Data supplied:
== == ==
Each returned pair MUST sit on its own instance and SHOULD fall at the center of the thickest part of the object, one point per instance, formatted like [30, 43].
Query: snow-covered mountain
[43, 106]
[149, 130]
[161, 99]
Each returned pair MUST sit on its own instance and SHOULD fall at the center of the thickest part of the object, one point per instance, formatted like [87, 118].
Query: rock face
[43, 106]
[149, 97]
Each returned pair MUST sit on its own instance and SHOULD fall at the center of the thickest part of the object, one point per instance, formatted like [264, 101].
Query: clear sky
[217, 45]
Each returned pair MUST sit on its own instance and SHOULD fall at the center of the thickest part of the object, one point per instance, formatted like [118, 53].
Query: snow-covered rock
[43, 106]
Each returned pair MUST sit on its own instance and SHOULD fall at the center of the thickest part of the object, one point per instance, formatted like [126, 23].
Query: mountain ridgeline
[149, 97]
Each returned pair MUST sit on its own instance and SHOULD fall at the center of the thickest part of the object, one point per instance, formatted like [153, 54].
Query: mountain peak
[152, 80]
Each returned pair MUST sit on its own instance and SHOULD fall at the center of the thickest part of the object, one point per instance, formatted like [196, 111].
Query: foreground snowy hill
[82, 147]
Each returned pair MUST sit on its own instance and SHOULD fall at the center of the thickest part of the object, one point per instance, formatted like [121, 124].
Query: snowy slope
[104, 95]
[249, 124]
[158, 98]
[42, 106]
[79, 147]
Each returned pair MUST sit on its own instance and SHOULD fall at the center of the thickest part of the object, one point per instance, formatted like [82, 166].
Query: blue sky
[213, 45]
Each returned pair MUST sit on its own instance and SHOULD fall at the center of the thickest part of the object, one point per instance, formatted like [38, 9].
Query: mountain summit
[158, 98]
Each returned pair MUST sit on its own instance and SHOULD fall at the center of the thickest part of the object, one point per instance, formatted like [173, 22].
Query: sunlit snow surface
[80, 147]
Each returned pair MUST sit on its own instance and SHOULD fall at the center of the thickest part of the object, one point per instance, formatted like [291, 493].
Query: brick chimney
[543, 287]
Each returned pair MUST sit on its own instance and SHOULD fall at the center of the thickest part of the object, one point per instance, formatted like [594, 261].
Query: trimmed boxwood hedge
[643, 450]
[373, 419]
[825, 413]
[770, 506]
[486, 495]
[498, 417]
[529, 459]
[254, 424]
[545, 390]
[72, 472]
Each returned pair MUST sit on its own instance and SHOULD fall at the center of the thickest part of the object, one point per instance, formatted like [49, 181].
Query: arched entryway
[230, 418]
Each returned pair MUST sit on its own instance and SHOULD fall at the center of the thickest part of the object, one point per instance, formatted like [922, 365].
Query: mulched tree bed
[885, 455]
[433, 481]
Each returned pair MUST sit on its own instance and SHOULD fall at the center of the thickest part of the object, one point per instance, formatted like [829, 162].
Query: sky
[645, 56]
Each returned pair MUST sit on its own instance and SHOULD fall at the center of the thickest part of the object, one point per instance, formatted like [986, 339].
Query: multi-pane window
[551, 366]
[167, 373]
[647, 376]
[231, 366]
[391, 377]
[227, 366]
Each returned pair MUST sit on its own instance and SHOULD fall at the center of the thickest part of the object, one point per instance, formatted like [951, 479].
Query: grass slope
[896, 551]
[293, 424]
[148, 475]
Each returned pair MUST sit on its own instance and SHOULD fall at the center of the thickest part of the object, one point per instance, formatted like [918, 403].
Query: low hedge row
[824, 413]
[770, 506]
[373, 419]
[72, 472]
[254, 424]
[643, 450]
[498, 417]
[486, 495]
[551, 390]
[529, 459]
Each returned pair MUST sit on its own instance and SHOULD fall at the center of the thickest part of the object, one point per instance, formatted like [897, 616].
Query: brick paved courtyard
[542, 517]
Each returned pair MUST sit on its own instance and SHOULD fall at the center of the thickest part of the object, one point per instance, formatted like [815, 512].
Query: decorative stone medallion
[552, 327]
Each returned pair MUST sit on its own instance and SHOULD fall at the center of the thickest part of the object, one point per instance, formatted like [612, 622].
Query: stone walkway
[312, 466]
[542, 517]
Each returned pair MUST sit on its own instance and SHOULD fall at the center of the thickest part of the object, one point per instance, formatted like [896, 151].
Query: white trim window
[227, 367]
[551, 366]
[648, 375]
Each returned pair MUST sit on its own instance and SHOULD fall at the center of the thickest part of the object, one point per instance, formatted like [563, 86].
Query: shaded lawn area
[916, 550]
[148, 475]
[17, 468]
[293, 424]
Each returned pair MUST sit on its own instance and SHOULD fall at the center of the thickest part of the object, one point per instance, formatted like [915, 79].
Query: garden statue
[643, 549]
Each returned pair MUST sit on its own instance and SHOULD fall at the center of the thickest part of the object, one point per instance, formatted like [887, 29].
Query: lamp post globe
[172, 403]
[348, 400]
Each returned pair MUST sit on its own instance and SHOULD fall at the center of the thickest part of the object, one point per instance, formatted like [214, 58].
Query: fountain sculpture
== == ==
Output an exact copy of each record.

Each returned pair MUST sit on its own instance and SHOULD fall at the center of the thickest part of the object, one point per instance, formatted like [30, 43].
Query: snow-covered mountain
[43, 106]
[149, 130]
[161, 99]
Each returned pair MUST sit on its own instance and SHOULD fall at the center of the thickest part of the object, one point per instance, formatted like [87, 118].
Query: rock face
[43, 106]
[149, 97]
Each returned pair MUST sit on its own instance and SHOULD fall at the center of the thickest part of the object, one point per instance, formatted like [264, 101].
Query: clear sky
[217, 45]
Each returned pair MUST sit on its own instance and SHOULD fall at the center of the thickest part of the object, one point per instance, formatted like [118, 53].
Query: snow-covered rock
[43, 106]
Each returned pair MUST sit on its own instance and SHOULD fall at the center of the thickest part of the object, one point per instance, formatted like [126, 23].
Query: mountain ridgeline
[149, 97]
Each returned pair MUST sit on its own instance and SHOULD fall at the center of the thickest part of the object, one point per instance, formatted like [153, 54].
Query: mountain peak
[152, 80]
Each returned pair MUST sit on its own instance and SHOULD fall at the center of the thickest part of the object, one point per instance, formatted like [196, 111].
Query: foreground snowy hill
[82, 147]
Each returned pair MUST sit on its own instance and SHOULD fall at the center of the thickest part of the object, one point per instance, formatted like [121, 124].
Query: snowy slope
[104, 95]
[249, 124]
[158, 98]
[42, 106]
[79, 147]
Each returned pair MUST sit on its own instance and SHOULD fall at the center of the thickest part of the object, one point per instance, formatted like [82, 166].
Query: blue sky
[213, 45]
Each returned pair MUST sit on its own instance and SHOULD fall at the center of the thickest part of the object, one point per instance, formatted like [38, 9].
Query: mountain summit
[158, 98]
Each returned pair MUST sit on its own instance and SHOULD fall at the center of the thickest part of the object, one point per instance, formatted like [173, 22].
Query: sunlit snow surface
[80, 147]
Each returned pair MUST sit on its own instance and SHOULD fall at the center of the thickest part of the object, one point per instance, formatted like [291, 493].
Query: brick chimney
[543, 287]
Each returned pair MUST sit on its own instance and SHOULD fall at the center of the thickest part of the object, one point per instance, formatted like [594, 261].
Query: trimmed boxwood hedge
[643, 450]
[373, 419]
[825, 413]
[770, 506]
[486, 495]
[498, 417]
[529, 459]
[254, 424]
[545, 390]
[72, 472]
Each returned pair MUST sit on its own instance and SHOULD fall at the center of the thickest part of the object, one point per instance, formatted like [49, 181].
Query: arched entryway
[230, 418]
Each returned pair MUST sit on its own instance and SHOULD fall at the center of the thickest part of the object, one point per instance, formatted like [922, 365].
Query: mulched tree bed
[885, 455]
[433, 481]
Each returned pair MUST sit on its own instance and SHOULD fall at the center of the thickest part of the object, one point per instance, formatted like [829, 162].
Query: sky
[645, 56]
Each returned pair MUST sit on its own instance and SHOULD fall at the center of the thickest part of the object, one point per instance, formatted like [986, 339].
Query: multi-pane window
[551, 366]
[167, 373]
[647, 376]
[231, 366]
[391, 377]
[227, 366]
Each returned pair MUST sit on its own instance and SHOULD fall at the center of the thickest part of the object, one point per instance, formatted like [951, 479].
Query: grass slope
[896, 551]
[293, 424]
[148, 475]
Each returned pair MUST sit on its own instance and SHOULD fall at the center of the thickest part of the object, one point per instance, formatted like [918, 403].
Query: low hedge row
[824, 413]
[770, 506]
[373, 419]
[72, 472]
[254, 424]
[643, 450]
[498, 417]
[486, 495]
[551, 390]
[529, 459]
Each returned pair MUST sit on its own instance and SHOULD fall at the center of the thickest part of the object, one point per instance, formatted like [897, 616].
Query: brick paved courtyard
[542, 517]
Each returned pair MUST sit on its own instance and SHOULD fall at the center of the thickest part of the object, one point per instance, formatted like [815, 512].
Query: decorative stone medallion
[552, 327]
Each returned pair MUST sit on its own instance and SHOULD fall at the center of the thickest part of the object, one point per instance, formatted like [612, 622].
Query: stone walkway
[312, 466]
[542, 517]
Each returned pair MUST sit on its own instance and SHOULD fall at the center of the thickest part of the object, one point per instance, formatted like [896, 151].
Query: white trim window
[227, 367]
[551, 366]
[648, 375]
Each returned pair MUST sit on its own instance and SHOULD fall at the center of the thickest part of the object, one point per instance, formatted like [563, 86].
Query: shaded lawn area
[916, 550]
[148, 475]
[17, 468]
[293, 424]
Each returned pair MUST sit on its own instance and SHOULD fall at the center of the thickest part of the object, one point per instance, formatted like [915, 79].
Query: garden statue
[643, 549]
Each returned pair MUST sit on its own instance and SHOULD fall at the center of the thickest part of the object, one point per instance, formatted like [887, 29].
Query: lamp post globe
[172, 403]
[348, 400]
Each returned pair MUST sit on its own instance and SHOULD fall at the center of the thickest part of the object, one point per instance, formatted like [214, 58].
Query: fountain sculpture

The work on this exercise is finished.